[Rows from a pointing dataset]
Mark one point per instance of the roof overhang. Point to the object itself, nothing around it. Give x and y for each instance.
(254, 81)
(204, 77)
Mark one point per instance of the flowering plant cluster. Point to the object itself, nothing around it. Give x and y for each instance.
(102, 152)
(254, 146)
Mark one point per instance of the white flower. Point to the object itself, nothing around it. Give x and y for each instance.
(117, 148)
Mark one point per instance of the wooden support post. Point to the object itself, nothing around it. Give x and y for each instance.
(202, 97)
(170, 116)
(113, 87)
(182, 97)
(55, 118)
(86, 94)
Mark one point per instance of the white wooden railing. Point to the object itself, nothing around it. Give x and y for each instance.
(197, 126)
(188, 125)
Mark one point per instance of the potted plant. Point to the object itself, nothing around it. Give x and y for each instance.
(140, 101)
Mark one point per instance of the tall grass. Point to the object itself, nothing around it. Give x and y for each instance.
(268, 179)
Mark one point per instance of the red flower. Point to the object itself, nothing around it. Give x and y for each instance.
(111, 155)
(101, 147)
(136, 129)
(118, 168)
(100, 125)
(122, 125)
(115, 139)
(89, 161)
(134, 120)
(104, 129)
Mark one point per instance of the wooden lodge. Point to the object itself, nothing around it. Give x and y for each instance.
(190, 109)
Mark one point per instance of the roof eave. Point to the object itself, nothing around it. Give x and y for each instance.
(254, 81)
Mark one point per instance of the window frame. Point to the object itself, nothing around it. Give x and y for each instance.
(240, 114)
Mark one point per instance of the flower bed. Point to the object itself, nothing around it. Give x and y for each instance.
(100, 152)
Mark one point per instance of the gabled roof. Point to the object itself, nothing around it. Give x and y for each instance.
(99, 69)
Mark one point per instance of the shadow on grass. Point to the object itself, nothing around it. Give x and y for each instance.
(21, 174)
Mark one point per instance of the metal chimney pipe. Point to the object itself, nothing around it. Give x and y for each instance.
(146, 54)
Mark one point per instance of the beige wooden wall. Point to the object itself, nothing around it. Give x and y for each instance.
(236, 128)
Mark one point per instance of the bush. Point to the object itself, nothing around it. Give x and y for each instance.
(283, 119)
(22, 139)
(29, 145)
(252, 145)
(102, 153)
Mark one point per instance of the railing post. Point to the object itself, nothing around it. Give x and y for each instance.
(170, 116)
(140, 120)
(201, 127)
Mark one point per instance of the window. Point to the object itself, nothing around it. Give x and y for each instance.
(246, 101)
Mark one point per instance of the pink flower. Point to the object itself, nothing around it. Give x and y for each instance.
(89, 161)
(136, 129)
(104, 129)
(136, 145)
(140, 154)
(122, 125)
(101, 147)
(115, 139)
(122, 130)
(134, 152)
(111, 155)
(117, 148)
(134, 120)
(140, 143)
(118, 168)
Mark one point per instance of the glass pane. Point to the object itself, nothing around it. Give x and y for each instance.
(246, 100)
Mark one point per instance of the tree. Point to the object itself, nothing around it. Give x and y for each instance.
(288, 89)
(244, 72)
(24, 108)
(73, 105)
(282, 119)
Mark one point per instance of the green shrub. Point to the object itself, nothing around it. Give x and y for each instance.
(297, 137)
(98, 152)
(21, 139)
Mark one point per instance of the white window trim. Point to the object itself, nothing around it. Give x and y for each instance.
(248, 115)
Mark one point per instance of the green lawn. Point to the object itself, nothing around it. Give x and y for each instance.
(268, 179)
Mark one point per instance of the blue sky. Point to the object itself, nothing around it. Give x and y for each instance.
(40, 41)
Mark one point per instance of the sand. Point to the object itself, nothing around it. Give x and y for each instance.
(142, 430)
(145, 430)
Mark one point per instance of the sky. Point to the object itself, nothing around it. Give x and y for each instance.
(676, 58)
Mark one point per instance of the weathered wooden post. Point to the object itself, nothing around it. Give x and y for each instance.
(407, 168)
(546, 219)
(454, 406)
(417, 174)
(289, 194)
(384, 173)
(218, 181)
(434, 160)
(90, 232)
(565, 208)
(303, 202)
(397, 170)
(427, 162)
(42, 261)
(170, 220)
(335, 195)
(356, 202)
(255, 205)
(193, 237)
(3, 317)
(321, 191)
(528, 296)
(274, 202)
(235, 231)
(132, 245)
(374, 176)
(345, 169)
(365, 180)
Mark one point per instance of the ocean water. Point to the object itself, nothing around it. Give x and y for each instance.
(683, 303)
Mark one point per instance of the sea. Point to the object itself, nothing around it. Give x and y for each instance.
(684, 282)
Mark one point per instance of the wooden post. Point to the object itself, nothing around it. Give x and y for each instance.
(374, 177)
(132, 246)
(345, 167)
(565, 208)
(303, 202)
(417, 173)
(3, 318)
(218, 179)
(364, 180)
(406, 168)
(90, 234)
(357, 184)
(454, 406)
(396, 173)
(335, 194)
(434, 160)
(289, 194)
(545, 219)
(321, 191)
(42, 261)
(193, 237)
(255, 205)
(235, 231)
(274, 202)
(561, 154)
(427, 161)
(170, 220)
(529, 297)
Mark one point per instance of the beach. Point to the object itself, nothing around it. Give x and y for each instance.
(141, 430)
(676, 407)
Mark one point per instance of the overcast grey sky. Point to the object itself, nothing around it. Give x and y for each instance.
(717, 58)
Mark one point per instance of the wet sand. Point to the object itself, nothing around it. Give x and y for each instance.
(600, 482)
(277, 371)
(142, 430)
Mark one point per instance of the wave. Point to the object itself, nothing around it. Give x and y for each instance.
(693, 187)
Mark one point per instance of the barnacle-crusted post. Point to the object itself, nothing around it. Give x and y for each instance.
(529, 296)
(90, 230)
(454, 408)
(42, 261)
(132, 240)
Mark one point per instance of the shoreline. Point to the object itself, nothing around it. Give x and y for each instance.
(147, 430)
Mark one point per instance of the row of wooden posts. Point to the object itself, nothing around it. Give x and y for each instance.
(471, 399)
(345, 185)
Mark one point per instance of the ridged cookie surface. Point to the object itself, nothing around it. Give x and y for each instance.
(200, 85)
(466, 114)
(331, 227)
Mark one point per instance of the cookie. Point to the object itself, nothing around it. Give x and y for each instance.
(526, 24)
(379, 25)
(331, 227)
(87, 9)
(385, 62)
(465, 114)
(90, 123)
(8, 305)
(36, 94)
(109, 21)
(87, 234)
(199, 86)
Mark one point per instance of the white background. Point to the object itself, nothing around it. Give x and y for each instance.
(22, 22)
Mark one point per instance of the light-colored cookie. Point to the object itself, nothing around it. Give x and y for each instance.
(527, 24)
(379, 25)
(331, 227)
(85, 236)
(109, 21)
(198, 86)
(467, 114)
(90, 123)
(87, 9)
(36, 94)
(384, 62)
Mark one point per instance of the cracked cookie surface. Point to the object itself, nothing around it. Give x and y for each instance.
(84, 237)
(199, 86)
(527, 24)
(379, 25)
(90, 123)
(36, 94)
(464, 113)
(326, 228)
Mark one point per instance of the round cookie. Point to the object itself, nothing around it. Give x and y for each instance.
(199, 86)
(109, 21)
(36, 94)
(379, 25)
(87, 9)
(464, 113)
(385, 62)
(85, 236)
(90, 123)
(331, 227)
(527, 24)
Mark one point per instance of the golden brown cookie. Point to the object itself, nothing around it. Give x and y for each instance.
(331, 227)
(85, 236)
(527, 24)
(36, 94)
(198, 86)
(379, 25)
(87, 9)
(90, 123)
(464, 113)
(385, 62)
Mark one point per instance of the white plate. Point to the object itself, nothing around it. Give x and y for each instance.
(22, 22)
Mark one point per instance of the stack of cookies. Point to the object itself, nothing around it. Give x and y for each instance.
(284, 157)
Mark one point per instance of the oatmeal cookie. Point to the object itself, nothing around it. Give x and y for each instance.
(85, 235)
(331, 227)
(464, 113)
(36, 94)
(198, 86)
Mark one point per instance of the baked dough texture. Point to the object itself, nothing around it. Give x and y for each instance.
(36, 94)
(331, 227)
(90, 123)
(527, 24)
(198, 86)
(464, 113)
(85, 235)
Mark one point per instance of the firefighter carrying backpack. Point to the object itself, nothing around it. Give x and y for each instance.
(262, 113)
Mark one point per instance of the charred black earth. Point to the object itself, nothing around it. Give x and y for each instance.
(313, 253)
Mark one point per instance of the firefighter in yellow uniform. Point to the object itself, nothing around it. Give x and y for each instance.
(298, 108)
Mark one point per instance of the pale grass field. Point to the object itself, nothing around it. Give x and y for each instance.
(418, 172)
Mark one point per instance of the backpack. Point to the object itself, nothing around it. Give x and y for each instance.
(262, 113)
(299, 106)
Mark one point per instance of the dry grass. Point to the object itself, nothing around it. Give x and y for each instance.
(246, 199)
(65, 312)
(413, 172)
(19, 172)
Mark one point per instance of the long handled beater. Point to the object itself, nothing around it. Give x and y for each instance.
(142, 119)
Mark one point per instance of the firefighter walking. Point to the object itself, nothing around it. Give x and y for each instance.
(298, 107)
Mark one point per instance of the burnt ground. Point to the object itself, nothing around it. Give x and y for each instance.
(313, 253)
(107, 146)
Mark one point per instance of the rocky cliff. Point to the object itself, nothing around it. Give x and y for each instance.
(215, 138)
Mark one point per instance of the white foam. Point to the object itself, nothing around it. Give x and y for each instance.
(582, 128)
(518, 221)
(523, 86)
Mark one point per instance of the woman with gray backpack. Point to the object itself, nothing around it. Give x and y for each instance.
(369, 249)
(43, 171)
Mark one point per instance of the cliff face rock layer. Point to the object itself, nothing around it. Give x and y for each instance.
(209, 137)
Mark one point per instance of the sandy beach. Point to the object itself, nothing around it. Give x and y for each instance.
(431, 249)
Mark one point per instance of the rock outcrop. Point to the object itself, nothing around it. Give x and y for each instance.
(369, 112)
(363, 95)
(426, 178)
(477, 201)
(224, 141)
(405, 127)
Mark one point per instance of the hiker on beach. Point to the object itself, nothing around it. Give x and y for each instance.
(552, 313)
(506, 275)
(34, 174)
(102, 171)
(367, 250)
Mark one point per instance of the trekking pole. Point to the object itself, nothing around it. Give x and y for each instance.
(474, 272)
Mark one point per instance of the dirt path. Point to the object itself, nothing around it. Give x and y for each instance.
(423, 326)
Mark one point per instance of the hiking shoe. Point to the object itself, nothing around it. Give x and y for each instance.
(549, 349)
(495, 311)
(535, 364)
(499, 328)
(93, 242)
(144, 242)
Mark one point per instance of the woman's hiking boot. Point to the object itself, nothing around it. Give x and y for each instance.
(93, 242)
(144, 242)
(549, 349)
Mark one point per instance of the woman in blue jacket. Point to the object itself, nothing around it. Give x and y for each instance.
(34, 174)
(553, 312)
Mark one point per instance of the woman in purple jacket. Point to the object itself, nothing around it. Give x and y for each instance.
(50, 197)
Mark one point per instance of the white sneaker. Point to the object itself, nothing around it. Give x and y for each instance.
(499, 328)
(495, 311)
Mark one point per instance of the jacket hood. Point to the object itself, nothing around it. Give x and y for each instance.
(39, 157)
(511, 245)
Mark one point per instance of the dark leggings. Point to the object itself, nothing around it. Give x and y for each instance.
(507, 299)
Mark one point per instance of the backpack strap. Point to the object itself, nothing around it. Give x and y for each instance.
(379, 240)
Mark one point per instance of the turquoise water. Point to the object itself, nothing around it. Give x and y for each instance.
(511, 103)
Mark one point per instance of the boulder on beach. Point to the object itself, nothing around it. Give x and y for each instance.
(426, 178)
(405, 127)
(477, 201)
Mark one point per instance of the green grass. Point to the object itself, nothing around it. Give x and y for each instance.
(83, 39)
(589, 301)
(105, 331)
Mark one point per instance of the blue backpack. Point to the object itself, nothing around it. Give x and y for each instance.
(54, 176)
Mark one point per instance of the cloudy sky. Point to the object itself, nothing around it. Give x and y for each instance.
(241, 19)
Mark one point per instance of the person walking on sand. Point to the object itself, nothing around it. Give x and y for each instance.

- TASK DETAILS: Turn the lines of the material, from the line containing "Mark one point per instance of the cloudy" through the end of the material, into a numbered list with blank lines left out.

- TASK OUTPUT:
1. Mark one point per instance of the cloudy sky. Point to the object itself, nothing around it. Give x and y for each instance.
2. (241, 19)
3. Mark one point per instance of the person walking on sand. Point to the object itself, nothing around it. Give x and y for each instance.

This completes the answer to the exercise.